::: Source passage :::

My mom never attended any of my birthdays when I was younger because it ‘reminded her of the worst day of her life.’

My husband (34) on the other hand has a family that’s straight out of a Hallmark commercial. Because of him and his lovely family, I got back in contact with my mom. She apologized for a lot of things and I could tell she was really remorseful.

Since coming back into my life, she has been great if not a little forgetful. Like if I ask her to drive me somewhere, she’ll ‘forget’ that she said yes until it’s too late to go. Or if I ask her to bring something to a gathering, she’ll ‘forget’ to bring it. On my son’s first birthday, I asked her to bring a sweet potato dish she makes that my son seems to enjoy.

She forgot to make it. Oh well.

Fast forward to last week. It is my son’s second birthday, and my in-laws are super excited (as they always are). Ever since meeting my husband’s mom, my mom has been really preoccupied with being Grandma, even though my son spends more time with my MIL and knows of her as Grandma.

So as we’re planning for his birthday, my MIL and SIL offer to bake my son’s cake which is great because they’re excellent bakers. My mom then said there was no need for that because ‘Grandma would bring a cake instead.’

Two days before the party, I bought a simple plain cake from the local grocery store.

I was worried that my mom would ‘forget’ to bring a cake. On the day of his birthday, my mom shows up with a gorgeous cake from an expensive cake maker. I was thrilled and set it up at the center of the table. I put the plain store-bought cake out too, for my son to use as his smash cake.

::: Raw records :::

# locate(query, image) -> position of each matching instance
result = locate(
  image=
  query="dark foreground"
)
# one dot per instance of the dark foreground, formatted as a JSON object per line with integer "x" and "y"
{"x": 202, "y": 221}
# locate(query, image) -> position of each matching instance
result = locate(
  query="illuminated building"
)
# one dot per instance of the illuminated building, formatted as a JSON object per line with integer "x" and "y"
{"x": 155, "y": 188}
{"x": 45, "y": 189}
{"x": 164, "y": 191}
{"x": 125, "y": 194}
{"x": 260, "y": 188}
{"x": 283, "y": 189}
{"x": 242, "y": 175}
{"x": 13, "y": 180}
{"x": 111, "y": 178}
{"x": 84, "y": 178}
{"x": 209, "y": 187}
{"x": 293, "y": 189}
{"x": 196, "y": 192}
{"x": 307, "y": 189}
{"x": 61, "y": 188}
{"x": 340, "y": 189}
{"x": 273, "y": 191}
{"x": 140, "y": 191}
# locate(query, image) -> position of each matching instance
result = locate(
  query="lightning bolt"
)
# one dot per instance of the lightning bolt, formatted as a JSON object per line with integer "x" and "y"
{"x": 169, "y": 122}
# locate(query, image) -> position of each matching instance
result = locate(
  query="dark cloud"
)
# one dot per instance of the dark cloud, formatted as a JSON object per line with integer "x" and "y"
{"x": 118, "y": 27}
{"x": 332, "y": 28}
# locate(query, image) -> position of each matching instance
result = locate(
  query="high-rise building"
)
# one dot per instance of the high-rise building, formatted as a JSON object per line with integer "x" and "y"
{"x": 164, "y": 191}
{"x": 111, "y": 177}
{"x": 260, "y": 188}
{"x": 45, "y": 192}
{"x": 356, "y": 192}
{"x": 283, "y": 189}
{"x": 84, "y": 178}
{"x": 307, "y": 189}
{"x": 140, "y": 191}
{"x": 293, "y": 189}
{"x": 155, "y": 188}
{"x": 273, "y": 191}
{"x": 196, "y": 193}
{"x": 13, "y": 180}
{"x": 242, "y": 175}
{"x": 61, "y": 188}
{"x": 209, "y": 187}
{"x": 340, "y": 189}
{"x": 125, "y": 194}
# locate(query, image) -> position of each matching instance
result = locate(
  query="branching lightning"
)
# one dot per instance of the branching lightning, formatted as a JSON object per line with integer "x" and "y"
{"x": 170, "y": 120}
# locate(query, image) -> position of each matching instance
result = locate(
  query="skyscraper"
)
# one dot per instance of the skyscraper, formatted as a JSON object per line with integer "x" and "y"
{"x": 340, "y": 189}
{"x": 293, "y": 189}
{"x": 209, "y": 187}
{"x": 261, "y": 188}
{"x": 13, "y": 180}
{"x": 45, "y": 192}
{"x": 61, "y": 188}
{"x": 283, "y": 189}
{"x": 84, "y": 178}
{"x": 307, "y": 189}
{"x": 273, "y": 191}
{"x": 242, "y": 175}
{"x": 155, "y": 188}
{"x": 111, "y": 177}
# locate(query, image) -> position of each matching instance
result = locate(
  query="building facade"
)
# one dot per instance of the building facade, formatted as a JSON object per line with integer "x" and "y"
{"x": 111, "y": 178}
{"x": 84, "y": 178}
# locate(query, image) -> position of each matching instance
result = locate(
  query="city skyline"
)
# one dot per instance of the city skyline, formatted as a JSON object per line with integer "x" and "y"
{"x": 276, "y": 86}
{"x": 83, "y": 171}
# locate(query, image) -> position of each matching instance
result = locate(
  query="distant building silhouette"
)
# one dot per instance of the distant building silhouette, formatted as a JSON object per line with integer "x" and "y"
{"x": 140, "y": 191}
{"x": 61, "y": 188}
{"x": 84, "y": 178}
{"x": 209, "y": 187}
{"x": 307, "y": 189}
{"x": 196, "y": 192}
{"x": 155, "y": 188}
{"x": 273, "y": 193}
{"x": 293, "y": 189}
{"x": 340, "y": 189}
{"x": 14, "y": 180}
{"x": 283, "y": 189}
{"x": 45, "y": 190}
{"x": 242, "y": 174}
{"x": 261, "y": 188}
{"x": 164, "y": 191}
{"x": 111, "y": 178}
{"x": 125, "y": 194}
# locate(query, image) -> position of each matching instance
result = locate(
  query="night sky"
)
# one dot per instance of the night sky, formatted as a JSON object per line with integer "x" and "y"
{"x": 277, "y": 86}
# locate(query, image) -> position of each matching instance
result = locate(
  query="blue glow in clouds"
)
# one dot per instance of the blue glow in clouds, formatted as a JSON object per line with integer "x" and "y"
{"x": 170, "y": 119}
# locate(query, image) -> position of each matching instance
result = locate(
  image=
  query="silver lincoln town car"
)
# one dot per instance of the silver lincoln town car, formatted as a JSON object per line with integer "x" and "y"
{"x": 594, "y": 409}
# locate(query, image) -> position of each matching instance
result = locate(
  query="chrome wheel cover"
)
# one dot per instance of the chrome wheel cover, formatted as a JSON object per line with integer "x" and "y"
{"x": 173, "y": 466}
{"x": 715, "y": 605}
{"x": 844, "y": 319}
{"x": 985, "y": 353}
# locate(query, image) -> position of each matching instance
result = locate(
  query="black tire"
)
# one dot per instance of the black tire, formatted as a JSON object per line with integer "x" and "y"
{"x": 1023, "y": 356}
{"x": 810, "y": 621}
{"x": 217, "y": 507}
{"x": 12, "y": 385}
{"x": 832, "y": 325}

:::

**Work instructions**
According to the birthday story, what did the narrator buy two days before the party? The lines aren't needed for this.

**Finished answer**
A simple plain cake from the local grocery store.